● SOURCE EXTRACT:

▼

Re: Very slow complex type column reads from parquet

2018-06-18 Thread Ryan Blue
Jakub,

I'm moving the Spark list to bcc and adding the Parquet list, since you're
probably more interested in Parquet tuning.

It makes sense that you're getting better performance when you have more
matching rows distributed, especially if those rows have a huge column that
you need to project. You're just able to use more processing power at once.
Finding a good layout or sort to distribute the data is a good start, and
you're right that decreasing the row group size would help: more (matching)
row groups, more parallelism. Just be careful because decreasing the row
group size can inflate the overall size of the data.

Parquet will also eliminate row groups in each task when possible. At the
start of the task, it uses the row group's column stats (min, max, num
nulls), and before the row group is read it will also attempt to read any
column dictionaries and use those to see if any values match.

If a row group can't be eliminated, all of the rows in that group will be
materialized. One thing that's probably really hurting you here is that
each row from Parquet is copied in memory twice for this read path. I
pointed this out recently and that's why I'm suggesting we clean up the
expectations of Spark SQL operators (see this comment
 and the dev
list thread

).

There are patches out in the Parquet community to do page-level filtering
as well, which will help your use case quite a bit.

rb

On Fri, Jun 15, 2018 at 1:44 AM, Jakub Wozniak 
wrote:

> Hello,
>
> I’m sorry to bother you again but it is quite important for us to
> understand the problem better.
>
> One more finding in our problem is that the performance of queries in a
> timestamp sorted file depend a lot on the predicate timestamp.
> If you are lucky to get some records from the start of the row group it
> might be fast (like seconds). If you search for something that is at the
> end of the row group the query takes minutes.
> I guess this is due to the fact that it has to scan all the previous
> records in the row group until it finds the right ones at the end of it...
>
> Now I have a couple of questions regarding the way the Parquet file is
> read.

▲

● RECORDS SHOWN:
▼

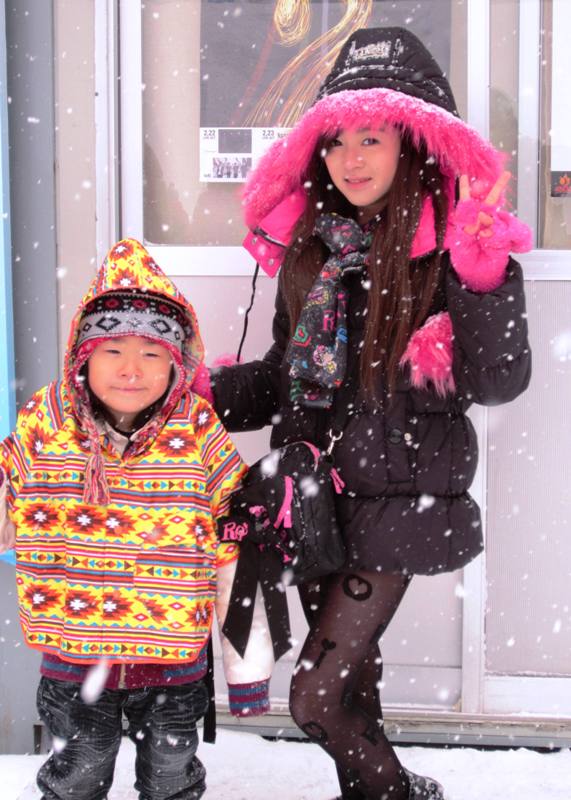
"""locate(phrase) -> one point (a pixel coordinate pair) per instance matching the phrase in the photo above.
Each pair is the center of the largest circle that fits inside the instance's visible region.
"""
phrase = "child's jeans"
(86, 739)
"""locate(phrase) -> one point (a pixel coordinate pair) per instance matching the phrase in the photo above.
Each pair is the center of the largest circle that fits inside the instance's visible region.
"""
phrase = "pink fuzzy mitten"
(429, 355)
(272, 235)
(481, 236)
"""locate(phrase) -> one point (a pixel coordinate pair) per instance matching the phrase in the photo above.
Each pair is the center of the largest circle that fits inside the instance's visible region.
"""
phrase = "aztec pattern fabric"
(133, 581)
(317, 353)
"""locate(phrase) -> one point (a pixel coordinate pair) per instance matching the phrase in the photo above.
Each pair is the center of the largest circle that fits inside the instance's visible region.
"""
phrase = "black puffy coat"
(407, 465)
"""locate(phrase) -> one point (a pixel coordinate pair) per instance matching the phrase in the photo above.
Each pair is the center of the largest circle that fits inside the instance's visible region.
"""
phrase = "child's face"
(127, 374)
(362, 165)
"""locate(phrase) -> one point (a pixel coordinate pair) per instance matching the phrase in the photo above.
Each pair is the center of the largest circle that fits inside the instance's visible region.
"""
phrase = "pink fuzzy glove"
(267, 243)
(481, 235)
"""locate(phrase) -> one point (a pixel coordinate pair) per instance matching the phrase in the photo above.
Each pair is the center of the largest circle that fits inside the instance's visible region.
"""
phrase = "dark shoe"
(423, 788)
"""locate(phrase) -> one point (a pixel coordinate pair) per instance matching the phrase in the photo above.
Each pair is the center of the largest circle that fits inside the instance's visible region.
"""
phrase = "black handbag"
(288, 498)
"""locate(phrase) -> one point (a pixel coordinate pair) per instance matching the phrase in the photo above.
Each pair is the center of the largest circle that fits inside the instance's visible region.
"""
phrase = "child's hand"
(481, 234)
(201, 383)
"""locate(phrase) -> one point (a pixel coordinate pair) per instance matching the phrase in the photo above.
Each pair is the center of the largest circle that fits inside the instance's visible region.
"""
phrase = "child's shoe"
(423, 788)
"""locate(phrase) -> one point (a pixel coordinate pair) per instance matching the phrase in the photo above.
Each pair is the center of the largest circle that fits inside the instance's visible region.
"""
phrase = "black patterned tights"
(334, 694)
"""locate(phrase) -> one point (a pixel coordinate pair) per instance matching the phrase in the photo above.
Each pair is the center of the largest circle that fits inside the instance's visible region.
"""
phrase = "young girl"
(411, 302)
(113, 480)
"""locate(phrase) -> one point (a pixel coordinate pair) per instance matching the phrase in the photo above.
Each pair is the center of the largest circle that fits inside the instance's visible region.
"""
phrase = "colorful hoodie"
(133, 581)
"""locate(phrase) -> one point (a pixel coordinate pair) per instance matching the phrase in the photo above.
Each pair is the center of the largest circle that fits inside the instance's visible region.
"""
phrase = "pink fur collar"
(457, 147)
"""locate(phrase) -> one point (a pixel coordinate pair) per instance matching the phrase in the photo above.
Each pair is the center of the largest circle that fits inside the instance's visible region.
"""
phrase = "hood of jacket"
(128, 266)
(381, 76)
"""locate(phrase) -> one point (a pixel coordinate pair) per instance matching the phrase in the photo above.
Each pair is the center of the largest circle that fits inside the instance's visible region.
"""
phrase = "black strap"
(263, 567)
(209, 729)
(343, 405)
(245, 326)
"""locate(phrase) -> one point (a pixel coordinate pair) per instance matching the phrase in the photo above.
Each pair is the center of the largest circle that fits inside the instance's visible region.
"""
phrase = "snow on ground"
(244, 766)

▲

Do the statements below agree with the thread on slow Parquet reads? Answer yes or no for each and quote the words of the thread that decide it.
1. Making row groups smaller can increase the total size of the data.
2. Parquet checks column dictionaries only after a row group has been read.
3. On this read path, each row from Parquet is copied in memory once.

● EXERCISE ANSWER:
1. Yes: "decreasing the row group size can inflate the overall size of the data."
2. No: "before the row group is read it will also attempt to read any column dictionaries"
3. No: "each row from Parquet is copied in memory twice for this read path."